┌──

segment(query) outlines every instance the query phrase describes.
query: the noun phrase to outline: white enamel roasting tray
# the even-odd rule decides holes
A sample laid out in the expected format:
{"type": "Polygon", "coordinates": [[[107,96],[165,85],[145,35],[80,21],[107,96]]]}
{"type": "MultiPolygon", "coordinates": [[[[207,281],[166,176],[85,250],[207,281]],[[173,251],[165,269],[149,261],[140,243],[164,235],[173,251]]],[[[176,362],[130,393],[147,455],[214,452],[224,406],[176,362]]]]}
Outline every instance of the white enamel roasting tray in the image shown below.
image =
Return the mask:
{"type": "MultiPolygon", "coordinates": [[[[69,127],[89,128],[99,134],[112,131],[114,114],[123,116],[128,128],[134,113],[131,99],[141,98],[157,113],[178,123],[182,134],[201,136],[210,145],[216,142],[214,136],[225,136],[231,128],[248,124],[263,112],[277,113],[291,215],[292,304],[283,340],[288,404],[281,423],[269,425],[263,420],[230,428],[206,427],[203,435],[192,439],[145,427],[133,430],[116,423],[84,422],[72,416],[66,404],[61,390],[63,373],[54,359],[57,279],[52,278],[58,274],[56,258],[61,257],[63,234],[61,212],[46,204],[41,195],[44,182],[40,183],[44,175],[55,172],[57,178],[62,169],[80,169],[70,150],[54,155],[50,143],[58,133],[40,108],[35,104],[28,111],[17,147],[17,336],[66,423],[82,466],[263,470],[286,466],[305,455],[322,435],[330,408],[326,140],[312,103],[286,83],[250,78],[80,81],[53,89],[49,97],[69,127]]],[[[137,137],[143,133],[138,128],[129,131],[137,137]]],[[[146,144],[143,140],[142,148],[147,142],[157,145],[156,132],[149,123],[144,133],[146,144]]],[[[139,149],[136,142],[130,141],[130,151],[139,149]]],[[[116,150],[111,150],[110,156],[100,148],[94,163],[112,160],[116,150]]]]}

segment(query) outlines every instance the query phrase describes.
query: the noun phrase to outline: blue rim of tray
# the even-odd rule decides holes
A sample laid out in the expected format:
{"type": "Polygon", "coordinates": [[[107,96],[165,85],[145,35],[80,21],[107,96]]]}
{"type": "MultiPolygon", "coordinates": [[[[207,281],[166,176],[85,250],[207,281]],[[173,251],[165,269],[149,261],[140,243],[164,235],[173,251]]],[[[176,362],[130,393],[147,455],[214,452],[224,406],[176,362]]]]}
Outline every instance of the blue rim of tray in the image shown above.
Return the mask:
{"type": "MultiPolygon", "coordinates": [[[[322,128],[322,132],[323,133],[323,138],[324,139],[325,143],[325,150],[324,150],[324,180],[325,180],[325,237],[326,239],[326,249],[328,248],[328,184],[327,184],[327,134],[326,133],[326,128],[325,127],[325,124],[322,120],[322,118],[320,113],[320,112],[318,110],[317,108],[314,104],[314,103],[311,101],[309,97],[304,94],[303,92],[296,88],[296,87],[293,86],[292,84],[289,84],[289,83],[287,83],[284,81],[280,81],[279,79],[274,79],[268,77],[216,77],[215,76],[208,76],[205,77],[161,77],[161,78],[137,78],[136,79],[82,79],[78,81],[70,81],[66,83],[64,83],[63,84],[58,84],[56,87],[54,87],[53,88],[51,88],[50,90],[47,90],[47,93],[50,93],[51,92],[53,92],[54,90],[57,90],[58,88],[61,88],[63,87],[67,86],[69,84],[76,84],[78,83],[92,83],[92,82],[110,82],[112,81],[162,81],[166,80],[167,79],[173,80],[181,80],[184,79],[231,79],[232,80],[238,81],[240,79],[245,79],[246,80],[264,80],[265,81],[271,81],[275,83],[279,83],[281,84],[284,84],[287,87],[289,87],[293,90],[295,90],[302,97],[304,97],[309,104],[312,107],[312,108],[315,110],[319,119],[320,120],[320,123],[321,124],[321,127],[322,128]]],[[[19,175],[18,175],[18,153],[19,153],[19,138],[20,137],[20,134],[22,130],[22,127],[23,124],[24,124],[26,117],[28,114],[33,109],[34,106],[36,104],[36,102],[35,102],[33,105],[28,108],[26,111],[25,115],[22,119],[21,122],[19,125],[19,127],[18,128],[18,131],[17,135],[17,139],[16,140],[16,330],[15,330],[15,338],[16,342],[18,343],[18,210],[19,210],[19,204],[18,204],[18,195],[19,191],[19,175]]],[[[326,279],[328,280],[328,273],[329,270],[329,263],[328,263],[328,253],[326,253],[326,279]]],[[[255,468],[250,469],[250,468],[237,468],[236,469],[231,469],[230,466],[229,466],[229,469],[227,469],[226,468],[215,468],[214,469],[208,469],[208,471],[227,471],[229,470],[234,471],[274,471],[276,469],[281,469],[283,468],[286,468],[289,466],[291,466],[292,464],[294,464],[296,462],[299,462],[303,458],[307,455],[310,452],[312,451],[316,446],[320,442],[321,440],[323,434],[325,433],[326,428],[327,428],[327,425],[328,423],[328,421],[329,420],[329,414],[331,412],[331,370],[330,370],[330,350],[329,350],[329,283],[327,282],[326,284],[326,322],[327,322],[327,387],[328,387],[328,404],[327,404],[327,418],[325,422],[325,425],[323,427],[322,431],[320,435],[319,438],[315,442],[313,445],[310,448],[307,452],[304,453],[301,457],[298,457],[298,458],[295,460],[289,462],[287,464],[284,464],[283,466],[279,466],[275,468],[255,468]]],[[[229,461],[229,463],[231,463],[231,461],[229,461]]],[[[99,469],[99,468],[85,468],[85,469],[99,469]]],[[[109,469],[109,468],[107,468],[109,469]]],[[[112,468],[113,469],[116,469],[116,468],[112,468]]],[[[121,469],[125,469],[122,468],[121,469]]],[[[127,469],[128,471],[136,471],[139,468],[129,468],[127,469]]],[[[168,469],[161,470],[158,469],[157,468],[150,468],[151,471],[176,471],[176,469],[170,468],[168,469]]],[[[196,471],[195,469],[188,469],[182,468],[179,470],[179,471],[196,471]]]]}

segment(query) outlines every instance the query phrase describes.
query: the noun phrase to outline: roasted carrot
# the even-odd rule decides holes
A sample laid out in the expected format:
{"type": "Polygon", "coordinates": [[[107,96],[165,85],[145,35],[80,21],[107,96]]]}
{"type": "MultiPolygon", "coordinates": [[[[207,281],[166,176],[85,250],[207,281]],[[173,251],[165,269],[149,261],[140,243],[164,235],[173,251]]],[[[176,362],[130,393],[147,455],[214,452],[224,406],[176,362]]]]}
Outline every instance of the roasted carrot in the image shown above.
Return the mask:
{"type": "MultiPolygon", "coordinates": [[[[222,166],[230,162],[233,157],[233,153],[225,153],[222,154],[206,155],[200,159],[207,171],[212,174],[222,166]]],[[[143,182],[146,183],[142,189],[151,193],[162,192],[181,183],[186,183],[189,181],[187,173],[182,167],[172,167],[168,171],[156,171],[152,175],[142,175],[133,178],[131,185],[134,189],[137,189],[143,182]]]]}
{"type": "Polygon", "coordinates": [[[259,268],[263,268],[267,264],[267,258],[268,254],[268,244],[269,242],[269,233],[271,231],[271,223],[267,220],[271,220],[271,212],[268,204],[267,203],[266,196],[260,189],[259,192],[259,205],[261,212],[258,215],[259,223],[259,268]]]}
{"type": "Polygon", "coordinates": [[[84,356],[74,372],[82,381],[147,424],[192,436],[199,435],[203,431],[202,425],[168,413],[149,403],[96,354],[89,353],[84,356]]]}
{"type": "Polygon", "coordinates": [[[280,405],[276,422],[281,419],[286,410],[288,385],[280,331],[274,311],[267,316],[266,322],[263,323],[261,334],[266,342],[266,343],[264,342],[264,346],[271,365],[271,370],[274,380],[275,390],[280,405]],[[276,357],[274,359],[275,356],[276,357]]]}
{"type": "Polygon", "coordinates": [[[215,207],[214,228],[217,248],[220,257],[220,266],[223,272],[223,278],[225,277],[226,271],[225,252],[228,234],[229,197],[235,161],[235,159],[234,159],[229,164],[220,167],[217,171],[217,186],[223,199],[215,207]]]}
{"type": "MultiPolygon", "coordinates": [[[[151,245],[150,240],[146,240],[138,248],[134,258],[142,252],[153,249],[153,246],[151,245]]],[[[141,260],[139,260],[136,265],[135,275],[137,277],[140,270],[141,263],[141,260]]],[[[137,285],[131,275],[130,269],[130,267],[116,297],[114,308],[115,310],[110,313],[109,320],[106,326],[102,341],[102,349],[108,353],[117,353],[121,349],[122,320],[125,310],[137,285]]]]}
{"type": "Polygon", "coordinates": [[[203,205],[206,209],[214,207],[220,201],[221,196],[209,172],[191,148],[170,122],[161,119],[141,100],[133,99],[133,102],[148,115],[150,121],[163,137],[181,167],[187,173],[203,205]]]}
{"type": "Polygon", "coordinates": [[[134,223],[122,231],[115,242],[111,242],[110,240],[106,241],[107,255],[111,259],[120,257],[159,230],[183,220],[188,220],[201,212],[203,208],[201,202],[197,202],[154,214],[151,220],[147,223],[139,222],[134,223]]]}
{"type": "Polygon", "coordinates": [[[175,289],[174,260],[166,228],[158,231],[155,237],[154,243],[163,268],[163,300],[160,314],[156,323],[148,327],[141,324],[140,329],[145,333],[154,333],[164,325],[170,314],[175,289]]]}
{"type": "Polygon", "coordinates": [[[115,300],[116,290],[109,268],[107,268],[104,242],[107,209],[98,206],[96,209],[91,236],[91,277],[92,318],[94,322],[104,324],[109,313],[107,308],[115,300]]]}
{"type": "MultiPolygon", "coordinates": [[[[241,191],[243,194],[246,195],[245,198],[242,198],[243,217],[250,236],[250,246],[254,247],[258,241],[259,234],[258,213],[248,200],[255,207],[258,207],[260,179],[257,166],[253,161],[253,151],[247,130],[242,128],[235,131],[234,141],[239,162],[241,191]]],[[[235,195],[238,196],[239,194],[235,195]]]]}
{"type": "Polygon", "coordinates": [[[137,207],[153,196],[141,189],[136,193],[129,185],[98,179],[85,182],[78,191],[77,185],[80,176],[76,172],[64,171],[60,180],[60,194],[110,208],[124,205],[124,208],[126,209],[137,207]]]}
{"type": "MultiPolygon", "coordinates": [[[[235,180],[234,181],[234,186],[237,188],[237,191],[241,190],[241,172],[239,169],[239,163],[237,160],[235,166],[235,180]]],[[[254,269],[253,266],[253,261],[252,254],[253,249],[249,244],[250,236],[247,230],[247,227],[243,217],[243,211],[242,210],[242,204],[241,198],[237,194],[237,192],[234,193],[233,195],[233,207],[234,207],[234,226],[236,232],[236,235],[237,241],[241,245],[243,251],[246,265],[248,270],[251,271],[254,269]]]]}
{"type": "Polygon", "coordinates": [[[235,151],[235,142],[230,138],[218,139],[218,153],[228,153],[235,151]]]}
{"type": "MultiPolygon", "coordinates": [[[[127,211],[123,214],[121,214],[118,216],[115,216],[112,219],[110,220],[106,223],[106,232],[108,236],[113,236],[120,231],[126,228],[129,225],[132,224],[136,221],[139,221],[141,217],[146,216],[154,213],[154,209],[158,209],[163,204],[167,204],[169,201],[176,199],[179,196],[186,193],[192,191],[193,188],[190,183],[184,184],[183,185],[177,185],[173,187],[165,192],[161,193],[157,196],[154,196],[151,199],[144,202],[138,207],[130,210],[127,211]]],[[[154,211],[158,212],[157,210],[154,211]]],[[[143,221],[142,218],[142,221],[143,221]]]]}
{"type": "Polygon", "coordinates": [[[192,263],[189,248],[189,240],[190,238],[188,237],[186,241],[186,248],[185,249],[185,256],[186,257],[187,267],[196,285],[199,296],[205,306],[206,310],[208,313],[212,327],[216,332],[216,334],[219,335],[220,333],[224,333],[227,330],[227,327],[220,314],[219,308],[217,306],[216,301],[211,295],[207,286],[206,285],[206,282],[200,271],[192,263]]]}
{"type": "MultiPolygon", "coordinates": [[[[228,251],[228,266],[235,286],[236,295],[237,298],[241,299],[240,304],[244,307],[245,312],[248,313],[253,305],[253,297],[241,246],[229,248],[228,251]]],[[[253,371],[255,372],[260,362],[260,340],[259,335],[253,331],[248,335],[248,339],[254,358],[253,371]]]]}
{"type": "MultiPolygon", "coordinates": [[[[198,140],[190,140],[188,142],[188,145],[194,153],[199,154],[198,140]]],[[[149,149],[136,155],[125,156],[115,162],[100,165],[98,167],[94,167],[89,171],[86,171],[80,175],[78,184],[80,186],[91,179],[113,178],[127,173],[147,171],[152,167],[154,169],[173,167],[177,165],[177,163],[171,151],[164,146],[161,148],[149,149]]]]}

└──

Aim: Pull out each line of the records above that contains the word "roasting", and copy every such line in full.

In response:
query: the noun phrase to outline: white enamel roasting tray
Outline every instance of the white enamel roasting tray in the image shown below.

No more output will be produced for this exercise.